> **WHAT THIS TASK INVOLVES**
From the listing below, copy only the lines running from the line that contains "Target: red drapery in painting" to the line that contains "Can you find the shirt", both included.

> **THE DATA**
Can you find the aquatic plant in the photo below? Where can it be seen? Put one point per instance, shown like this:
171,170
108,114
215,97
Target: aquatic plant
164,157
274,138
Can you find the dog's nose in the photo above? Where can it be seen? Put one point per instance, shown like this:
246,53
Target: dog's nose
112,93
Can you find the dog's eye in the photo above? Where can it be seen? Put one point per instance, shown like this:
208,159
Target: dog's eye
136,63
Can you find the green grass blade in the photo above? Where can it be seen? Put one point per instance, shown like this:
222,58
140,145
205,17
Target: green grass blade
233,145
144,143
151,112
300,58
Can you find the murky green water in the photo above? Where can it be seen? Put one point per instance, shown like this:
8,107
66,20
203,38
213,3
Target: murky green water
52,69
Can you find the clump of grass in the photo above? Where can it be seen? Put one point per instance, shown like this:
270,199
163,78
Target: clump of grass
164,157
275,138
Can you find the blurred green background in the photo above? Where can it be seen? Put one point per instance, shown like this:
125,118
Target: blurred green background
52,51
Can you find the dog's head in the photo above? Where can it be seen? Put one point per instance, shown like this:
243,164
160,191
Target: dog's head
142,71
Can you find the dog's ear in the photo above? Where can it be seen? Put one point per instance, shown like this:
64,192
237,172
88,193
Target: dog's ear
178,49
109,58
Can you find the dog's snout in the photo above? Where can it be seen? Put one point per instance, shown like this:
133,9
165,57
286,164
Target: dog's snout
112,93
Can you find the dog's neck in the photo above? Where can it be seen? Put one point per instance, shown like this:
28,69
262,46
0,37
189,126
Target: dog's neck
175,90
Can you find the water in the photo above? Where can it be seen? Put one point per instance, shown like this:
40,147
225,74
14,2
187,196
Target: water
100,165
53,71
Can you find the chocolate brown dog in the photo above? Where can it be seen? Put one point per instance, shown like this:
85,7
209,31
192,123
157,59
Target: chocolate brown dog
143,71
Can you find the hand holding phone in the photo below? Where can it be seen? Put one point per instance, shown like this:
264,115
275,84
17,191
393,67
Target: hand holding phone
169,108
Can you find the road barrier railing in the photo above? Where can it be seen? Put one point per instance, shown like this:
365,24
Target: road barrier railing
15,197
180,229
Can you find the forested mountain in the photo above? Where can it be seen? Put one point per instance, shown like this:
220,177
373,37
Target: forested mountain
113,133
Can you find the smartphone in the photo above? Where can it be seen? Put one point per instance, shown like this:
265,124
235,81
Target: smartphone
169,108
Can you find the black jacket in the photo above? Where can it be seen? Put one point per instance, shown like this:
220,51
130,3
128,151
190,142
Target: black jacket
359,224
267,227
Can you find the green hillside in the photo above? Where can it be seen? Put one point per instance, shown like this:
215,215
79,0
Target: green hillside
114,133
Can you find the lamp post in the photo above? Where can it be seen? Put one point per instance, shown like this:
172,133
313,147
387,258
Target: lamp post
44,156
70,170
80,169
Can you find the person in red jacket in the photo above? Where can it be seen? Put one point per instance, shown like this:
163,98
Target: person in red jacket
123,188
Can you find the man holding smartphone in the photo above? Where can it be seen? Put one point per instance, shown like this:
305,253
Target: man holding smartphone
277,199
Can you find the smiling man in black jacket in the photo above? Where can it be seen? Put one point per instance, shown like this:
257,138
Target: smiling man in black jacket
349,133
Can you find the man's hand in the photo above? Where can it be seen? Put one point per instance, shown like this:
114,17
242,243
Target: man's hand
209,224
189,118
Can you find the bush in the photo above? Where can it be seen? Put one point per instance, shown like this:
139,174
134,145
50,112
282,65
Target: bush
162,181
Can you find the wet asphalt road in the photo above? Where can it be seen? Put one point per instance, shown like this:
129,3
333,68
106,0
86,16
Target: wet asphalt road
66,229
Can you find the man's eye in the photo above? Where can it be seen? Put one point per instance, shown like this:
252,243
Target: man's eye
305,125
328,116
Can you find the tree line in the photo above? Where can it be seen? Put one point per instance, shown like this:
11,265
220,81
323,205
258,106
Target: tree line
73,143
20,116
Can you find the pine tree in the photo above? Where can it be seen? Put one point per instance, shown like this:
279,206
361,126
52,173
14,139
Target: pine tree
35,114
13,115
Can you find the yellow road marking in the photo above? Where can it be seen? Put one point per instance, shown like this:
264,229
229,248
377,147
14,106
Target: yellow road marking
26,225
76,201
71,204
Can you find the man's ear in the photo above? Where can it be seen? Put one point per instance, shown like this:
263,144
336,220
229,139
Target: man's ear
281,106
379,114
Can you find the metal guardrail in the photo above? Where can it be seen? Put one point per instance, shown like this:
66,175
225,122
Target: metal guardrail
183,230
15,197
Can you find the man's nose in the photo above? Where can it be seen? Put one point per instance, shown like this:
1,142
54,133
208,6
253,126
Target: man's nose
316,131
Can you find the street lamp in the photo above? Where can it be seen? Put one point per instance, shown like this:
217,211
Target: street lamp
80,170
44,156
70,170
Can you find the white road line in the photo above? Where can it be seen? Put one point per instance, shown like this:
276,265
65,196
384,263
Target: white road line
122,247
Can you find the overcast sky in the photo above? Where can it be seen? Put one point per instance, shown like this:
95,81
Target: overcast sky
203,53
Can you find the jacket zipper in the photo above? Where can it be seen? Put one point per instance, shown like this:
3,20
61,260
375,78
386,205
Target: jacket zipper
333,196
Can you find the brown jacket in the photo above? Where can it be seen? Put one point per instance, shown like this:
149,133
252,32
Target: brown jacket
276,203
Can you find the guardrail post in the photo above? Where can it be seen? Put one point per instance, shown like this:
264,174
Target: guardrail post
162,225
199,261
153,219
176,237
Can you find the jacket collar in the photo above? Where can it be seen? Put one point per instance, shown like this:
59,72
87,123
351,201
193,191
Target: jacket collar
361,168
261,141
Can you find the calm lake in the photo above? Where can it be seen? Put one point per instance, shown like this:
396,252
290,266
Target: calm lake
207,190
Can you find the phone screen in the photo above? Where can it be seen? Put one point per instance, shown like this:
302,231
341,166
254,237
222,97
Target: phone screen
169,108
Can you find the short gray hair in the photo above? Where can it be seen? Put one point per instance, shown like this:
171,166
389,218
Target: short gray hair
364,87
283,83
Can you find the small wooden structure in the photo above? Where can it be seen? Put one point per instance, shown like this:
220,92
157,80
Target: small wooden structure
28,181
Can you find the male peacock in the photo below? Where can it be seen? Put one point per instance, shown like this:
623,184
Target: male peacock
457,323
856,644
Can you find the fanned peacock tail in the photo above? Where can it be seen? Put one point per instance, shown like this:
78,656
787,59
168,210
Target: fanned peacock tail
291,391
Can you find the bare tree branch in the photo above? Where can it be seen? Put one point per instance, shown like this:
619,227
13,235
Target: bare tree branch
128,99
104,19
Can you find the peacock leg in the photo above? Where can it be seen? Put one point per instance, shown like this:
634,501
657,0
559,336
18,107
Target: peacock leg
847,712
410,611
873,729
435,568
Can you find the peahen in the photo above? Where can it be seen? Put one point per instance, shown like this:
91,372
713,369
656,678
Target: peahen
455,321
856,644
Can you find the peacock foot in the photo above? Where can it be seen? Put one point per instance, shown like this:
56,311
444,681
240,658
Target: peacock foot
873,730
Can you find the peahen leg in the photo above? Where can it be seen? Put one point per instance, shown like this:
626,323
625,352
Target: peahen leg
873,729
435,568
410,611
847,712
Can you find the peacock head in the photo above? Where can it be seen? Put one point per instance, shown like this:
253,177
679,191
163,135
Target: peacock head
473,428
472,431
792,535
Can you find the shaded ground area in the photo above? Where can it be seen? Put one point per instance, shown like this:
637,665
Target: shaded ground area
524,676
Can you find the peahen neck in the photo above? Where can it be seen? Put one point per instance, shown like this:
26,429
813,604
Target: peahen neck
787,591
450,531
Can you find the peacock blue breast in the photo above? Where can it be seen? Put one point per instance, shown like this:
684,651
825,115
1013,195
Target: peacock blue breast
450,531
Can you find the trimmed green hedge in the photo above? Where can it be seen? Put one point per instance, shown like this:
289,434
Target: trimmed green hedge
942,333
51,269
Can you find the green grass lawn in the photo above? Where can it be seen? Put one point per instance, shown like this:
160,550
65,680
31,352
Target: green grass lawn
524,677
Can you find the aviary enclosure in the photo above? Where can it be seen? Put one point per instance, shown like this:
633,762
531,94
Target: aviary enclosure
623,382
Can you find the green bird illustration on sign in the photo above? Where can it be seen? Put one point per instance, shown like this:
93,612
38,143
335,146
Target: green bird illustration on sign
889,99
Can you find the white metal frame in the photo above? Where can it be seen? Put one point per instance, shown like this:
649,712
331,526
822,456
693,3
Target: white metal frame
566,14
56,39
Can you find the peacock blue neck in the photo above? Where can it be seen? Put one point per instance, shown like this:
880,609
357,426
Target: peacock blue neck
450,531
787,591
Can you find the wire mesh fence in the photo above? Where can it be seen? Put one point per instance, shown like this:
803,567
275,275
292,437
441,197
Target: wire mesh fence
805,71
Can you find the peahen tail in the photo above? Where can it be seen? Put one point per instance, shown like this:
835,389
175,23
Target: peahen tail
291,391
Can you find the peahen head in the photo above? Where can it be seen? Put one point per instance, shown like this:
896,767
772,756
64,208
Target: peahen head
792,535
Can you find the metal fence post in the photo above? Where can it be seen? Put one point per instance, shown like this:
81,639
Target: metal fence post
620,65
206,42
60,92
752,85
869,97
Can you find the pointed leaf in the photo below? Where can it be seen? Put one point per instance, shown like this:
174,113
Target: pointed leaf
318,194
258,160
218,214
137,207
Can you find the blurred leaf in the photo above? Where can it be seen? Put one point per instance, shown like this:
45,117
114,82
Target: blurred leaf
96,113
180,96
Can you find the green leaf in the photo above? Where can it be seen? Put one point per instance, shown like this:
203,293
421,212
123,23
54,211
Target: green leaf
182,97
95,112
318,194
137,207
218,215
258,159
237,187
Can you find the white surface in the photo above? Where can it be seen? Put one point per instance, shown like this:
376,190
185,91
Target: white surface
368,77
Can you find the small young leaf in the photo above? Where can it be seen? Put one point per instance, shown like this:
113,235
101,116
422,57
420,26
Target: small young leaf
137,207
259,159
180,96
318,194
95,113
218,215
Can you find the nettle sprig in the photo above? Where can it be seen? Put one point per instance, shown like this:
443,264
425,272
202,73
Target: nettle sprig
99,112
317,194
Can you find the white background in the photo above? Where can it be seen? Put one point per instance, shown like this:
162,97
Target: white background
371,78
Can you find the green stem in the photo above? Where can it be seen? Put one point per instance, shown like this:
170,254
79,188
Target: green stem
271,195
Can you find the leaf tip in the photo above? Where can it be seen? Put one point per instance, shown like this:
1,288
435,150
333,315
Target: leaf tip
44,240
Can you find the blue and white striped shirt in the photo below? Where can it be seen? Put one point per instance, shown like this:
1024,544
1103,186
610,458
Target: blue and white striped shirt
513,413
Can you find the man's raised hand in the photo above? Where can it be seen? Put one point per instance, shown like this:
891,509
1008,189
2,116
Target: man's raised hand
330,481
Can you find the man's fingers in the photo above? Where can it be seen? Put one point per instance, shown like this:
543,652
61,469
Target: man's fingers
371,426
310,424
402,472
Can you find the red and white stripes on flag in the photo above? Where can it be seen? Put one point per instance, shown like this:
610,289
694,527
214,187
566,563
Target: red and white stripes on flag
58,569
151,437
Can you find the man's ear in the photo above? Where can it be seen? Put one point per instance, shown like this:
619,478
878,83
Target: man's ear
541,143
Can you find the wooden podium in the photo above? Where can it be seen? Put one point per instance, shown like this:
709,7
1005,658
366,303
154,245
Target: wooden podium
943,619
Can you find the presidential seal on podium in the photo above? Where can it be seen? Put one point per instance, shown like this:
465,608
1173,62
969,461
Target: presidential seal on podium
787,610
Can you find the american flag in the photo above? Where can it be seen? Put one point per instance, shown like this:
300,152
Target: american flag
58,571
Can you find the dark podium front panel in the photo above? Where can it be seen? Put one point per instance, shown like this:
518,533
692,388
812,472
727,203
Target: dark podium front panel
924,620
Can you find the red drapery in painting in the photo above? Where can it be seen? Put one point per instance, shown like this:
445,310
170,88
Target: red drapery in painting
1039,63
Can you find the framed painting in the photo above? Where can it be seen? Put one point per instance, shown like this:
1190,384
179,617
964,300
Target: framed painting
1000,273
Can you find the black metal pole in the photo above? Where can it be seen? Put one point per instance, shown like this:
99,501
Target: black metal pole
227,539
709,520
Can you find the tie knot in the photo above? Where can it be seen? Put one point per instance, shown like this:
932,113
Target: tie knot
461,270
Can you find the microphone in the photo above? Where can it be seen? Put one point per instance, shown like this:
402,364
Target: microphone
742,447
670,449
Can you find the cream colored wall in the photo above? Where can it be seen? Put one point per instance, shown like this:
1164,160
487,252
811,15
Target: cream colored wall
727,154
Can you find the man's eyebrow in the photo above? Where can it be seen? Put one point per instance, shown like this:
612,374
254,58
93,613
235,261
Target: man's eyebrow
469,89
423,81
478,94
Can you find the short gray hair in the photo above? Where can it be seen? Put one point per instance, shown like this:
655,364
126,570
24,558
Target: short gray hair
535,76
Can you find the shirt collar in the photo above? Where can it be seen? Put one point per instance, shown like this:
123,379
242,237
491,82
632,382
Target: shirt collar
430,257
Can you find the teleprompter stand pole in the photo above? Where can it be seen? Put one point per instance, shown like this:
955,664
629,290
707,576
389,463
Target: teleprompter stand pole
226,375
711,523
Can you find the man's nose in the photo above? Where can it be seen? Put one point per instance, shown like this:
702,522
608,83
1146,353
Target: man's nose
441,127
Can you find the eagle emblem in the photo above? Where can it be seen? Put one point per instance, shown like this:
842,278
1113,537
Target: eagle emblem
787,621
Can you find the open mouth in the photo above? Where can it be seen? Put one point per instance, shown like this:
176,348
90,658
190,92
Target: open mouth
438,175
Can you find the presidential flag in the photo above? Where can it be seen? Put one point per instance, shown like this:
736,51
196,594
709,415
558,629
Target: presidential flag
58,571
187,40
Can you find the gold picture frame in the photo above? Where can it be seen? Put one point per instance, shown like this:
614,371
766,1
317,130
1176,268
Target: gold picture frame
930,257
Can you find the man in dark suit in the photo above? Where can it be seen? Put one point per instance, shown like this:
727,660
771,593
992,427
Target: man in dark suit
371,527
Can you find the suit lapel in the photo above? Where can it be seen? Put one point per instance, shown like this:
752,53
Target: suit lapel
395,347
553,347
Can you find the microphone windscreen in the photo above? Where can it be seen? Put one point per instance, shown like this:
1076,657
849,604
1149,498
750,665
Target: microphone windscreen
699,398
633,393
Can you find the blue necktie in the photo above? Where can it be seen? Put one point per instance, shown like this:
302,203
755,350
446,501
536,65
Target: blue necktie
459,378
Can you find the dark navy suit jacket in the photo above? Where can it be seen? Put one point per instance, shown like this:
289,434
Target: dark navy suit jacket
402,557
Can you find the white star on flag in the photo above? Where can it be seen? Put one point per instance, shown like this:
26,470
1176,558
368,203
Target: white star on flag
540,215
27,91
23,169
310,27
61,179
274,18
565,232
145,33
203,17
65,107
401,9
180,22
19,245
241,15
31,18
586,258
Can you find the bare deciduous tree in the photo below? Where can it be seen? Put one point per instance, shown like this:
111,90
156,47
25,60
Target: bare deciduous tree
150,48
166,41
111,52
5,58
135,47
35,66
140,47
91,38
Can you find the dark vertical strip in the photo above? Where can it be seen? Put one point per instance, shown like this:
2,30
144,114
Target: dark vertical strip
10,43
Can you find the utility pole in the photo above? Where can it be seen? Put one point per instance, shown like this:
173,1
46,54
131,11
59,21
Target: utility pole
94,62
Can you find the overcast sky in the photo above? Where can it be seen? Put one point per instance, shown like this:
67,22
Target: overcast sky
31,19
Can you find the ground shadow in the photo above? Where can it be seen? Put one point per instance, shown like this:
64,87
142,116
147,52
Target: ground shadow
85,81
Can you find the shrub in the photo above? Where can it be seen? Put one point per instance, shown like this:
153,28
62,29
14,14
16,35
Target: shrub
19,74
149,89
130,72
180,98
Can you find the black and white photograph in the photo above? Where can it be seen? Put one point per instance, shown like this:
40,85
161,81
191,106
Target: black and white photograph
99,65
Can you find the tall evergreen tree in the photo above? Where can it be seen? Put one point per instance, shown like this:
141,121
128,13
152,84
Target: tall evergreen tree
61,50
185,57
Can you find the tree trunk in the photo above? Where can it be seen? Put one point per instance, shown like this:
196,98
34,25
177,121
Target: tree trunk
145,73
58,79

> **RESPONSE TO THE TASK**
Target: red drapery in painting
1039,63
Can you find the framed painting in the photo above? Where can it be seen? Put one point per instance, shown like this:
1190,384
179,617
964,300
Target: framed painting
1000,273
Can you find the black metal pole in the photo above? Where can it be seen? Put one point per instance, shown like this:
99,501
Target: black metal pole
227,539
709,520
Can you find the tie knot in the photo above? Where can it be seen? Put one point per instance, shown like this:
932,113
Target: tie knot
461,270
Can you find the microphone in the photo above? Where can it be seen? Put one point per instance, shown like this:
402,364
Target: microphone
742,447
670,449
Can you find the cream colored wall in the photo above? Where can it be seen? Put one point per instance, shown like this:
1164,160
487,252
811,15
Target: cream colored wall
727,154
Can you find the man's eyebrow in the photo above? Where can it be seen? Put one point per instance, shown like this:
612,374
254,58
93,613
235,261
Target: man's eyebrow
469,89
423,81
478,94
Can you find the short gray hair in the photo above? Where can it be seen? Put one point per instance, shown like this:
655,364
126,570
24,558
Target: short gray hair
535,76
Can you find the shirt collar in the photo above? Where can it be seen? Put one point per instance, shown like this:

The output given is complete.